WHAT THIS TASK INVOLVES: Change "encloses" to "surrounds" everywhere in the material below and write it out again with all else unchanged, omitting the pictures.

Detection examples
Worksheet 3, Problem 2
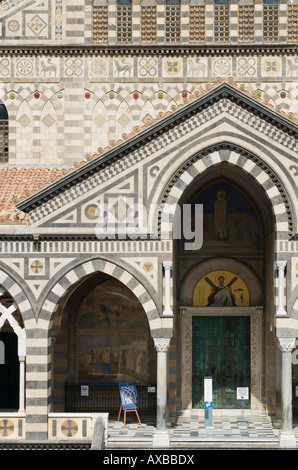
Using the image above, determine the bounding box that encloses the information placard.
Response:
[204,377,213,407]
[81,385,89,397]
[237,387,249,400]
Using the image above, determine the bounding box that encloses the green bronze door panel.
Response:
[192,316,250,409]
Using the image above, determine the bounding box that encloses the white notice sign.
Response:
[204,377,212,403]
[237,387,249,400]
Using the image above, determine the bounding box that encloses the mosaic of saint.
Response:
[78,280,154,381]
[193,181,261,251]
[193,270,250,307]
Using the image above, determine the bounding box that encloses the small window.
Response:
[214,0,230,42]
[92,0,109,44]
[263,0,279,42]
[238,0,255,42]
[287,2,298,42]
[0,104,8,164]
[116,0,132,43]
[165,0,181,42]
[189,0,205,42]
[141,2,157,44]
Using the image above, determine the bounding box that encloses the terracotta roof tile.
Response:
[0,165,73,223]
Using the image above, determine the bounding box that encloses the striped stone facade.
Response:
[0,0,298,440]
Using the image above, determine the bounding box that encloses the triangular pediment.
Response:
[16,83,298,234]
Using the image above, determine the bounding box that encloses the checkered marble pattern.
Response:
[107,410,282,448]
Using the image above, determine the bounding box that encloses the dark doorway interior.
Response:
[0,332,19,410]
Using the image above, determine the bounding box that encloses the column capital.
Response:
[153,338,171,352]
[162,261,173,269]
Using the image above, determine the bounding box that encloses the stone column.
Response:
[162,261,173,315]
[19,356,26,413]
[276,261,287,316]
[154,338,170,431]
[278,338,296,447]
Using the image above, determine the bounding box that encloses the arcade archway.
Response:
[53,273,156,414]
[174,162,278,410]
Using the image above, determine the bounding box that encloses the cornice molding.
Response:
[0,43,298,56]
[16,82,298,213]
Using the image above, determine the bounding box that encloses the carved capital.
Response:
[153,338,171,352]
[162,261,172,271]
[276,260,287,269]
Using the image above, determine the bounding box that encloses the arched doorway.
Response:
[174,162,277,410]
[53,273,156,415]
[0,330,20,411]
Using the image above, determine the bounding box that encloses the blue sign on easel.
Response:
[204,377,213,426]
[118,382,141,426]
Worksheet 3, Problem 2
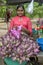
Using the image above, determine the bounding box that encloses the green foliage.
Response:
[0,0,43,18]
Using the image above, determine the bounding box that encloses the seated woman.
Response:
[0,5,39,63]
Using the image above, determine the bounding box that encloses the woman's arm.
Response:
[22,27,32,35]
[8,19,14,31]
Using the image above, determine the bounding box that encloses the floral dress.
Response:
[0,16,39,62]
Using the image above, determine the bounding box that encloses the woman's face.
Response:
[17,7,24,16]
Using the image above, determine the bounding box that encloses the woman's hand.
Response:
[22,27,31,35]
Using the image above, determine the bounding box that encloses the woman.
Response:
[0,5,39,63]
[5,9,11,28]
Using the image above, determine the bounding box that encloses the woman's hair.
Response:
[16,4,25,15]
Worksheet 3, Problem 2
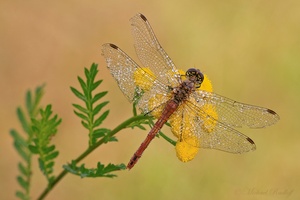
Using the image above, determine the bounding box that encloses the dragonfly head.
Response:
[185,68,204,88]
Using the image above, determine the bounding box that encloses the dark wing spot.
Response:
[109,44,119,49]
[140,14,148,22]
[267,109,277,115]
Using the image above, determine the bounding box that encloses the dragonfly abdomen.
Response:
[127,100,179,169]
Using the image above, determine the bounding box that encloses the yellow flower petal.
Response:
[175,138,199,162]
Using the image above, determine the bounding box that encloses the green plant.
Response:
[10,64,175,200]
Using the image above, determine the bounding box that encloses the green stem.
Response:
[38,115,150,200]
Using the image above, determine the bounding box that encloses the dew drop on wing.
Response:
[267,109,277,115]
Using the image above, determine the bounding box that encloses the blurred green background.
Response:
[0,0,300,200]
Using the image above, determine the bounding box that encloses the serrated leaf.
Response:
[28,145,39,154]
[77,76,87,91]
[18,162,30,176]
[45,151,59,160]
[16,191,28,200]
[93,128,110,138]
[25,90,33,116]
[38,158,46,174]
[74,110,89,121]
[72,104,89,115]
[70,87,86,102]
[63,161,126,178]
[91,80,102,91]
[105,136,118,143]
[136,124,146,131]
[93,101,108,116]
[92,91,107,104]
[46,161,54,168]
[81,121,90,129]
[43,145,55,154]
[93,110,109,127]
[17,176,28,190]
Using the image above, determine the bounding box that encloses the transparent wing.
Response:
[130,14,181,87]
[102,44,170,113]
[190,90,279,128]
[181,102,256,153]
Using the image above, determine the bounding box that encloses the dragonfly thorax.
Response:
[185,68,204,88]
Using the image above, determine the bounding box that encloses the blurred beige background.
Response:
[0,0,300,200]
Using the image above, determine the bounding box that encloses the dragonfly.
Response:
[102,13,279,169]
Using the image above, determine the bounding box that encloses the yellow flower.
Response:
[175,137,199,162]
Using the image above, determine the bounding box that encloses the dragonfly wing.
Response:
[102,44,170,113]
[190,90,279,128]
[181,102,256,153]
[130,14,181,87]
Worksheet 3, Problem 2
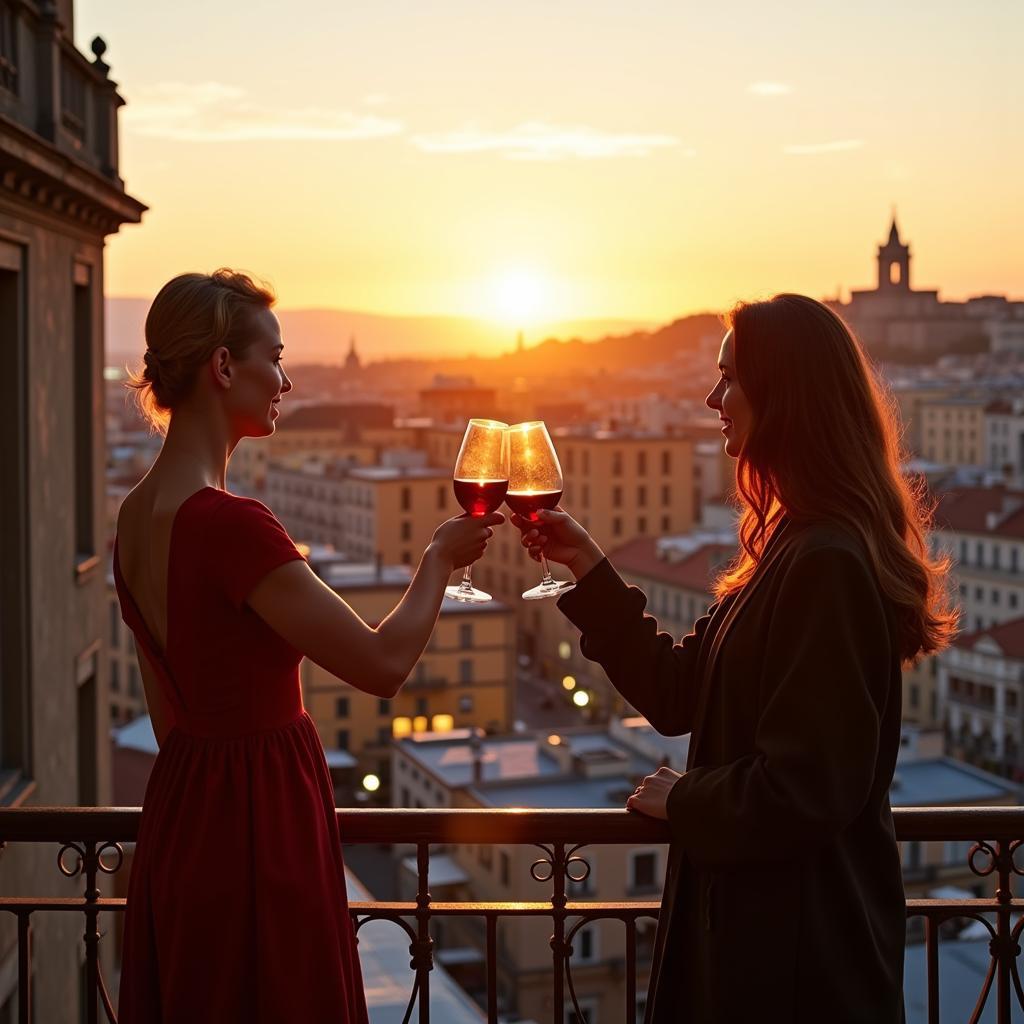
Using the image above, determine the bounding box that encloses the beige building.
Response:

TASK OUTPUT:
Worksheet 3, Problem 2
Using the image above, determine the bounding box that surrounds the information placard.
Response:
[204,377,213,407]
[81,385,89,397]
[237,387,249,400]
Using the image above, determine the bounding box that surrounds the green bronze door panel.
Response:
[192,316,250,409]
Using the image above, determine the bounding box that surrounds the white notice sign.
Response:
[204,377,212,403]
[237,387,249,400]
Using the image above, determine the bounding box that surrounds the mosaic of saint.
Response:
[78,280,154,381]
[193,181,261,251]
[193,270,250,307]
Using the image above, determine the bounding box that surrounds the small window.
Response:
[214,0,230,42]
[92,0,109,44]
[263,0,279,42]
[238,0,255,42]
[287,2,298,42]
[0,104,8,164]
[116,0,132,43]
[165,0,181,42]
[189,0,205,42]
[141,2,157,44]
Using the image above, determine the bounding box that surrounds the terracotta roof tile.
Response:
[0,165,73,223]
Using the image above, determine the bounding box that surrounds the striped stone facade.
Response:
[0,0,298,440]
Using the image above, determine the bounding box that surrounds the triangular pediment.
Response:
[16,83,298,234]
Using the image above, determine the bounding box that surrounds the checkered marble pattern.
Response:
[107,410,282,448]
Using the image above, determine the bounding box that surrounds the dark doorway interior.
Response:
[0,332,19,410]
Using the image above, determine the bounding box that surrounds the column capital.
Response:
[153,338,171,352]
[162,261,173,269]
Using the image above, determine the bounding box that surrounds the stone column.
Response:
[162,261,173,315]
[19,356,26,413]
[276,261,287,316]
[154,338,170,431]
[278,338,296,447]
Using the image above, determine the bounding box that surrounds the arcade archway.
Response:
[53,273,156,414]
[174,162,278,410]
Using the image above, determine the bounding box that surrounds the cornice molding.
Response:
[0,43,298,56]
[16,82,298,213]
Using the image above, determine the bounding box that surrounds the carved capital.
Response:
[153,338,171,352]
[162,261,172,271]
[276,260,287,269]
Using the image above, determine the bounding box that surrounds the arched doorway.
Response:
[174,162,277,410]
[53,273,156,415]
[0,330,20,411]
Using the image above, determine the bounding box that surrounds the blue sign on easel.
Response:
[204,377,213,426]
[118,382,141,426]
Worksheet 3, Problem 2
Using the image above, determine the bounding box that surrounds the green foliage.
Response:
[0,0,43,18]
Using the image above, determine the bounding box that surrounds the seated woman.
Response:
[0,5,39,63]
Using the image above, determine the bounding box that surrounds the woman's arm.
Response:
[22,27,32,35]
[8,19,14,31]
Using the image above, determine the bounding box that surrounds the floral dress.
Response:
[0,16,39,62]
Using the image above, determine the bounding box that surrounds the woman's face.
Response:
[17,7,24,16]
Using the image above, determine the bounding box that surrounds the woman's hand.
Response:
[22,27,31,35]
Using the image above, determine the bounding box that surrounds the woman.
Response:
[0,5,39,63]
[5,9,11,28]
Using the image above, determine the bounding box that surrounds the woman's hair.
Response:
[16,4,25,15]
Worksheet 3, Problem 2
Using the image above, determine the bounding box that surrounds the dragonfly head.
Response:
[185,68,204,88]
Using the image above, determine the bounding box that surrounds the dark wing spot.
Response:
[109,44,119,49]
[140,14,148,22]
[267,109,277,115]
Using the image above, determine the bounding box that surrounds the dragonfly abdomen.
Response:
[127,100,179,169]
Using the image above, determine the bounding box that surrounds the yellow flower petal.
Response:
[175,138,199,162]
Using the image above, determine the bounding box that surrounds the green plant.
Response:
[10,64,175,200]
Using the image above, determine the bounding box that surrounds the green stem.
Response:
[38,115,150,200]
Using the image above, determine the bounding box that surrounds the dew drop on wing.
Response:
[267,109,277,115]
Using the image above, determine the bounding box that surrounds the blurred green background.
Response:
[0,0,300,200]
Using the image above, determine the bounding box that surrounds the serrated leaf.
Response:
[28,145,39,154]
[77,76,87,91]
[18,162,30,176]
[45,151,59,160]
[16,191,28,200]
[93,128,110,138]
[25,90,33,116]
[38,158,46,174]
[74,110,89,121]
[72,104,89,115]
[70,87,86,102]
[63,161,126,178]
[91,80,102,91]
[105,136,118,143]
[136,124,146,131]
[93,101,108,116]
[92,91,107,104]
[46,161,54,168]
[81,121,90,129]
[43,145,55,154]
[93,110,109,127]
[17,176,28,190]
Using the image above, determine the bounding box that surrounds the transparent wing.
Response:
[130,14,181,87]
[102,44,170,113]
[190,90,279,128]
[181,102,256,153]
Using the image above, determine the bounding box that surrounds the dragonfly thorax.
Response:
[185,68,204,88]
Using the image above, determine the bounding box that surrounds the blurred beige background.
Response:
[0,0,300,200]
Using the image above, determine the bounding box that surrounds the dragonfly.
Response:
[102,13,279,169]
Using the image above, determine the bounding box that surrounds the yellow flower.
Response:
[175,137,199,162]
Using the image above, determine the bounding box that surrounds the dragonfly wing.
Response:
[102,44,170,113]
[190,90,279,128]
[181,102,256,153]
[130,14,181,87]
Worksheet 3, Problem 2
Using the image above, determine the bounding box that surrounds the beige building.
Response:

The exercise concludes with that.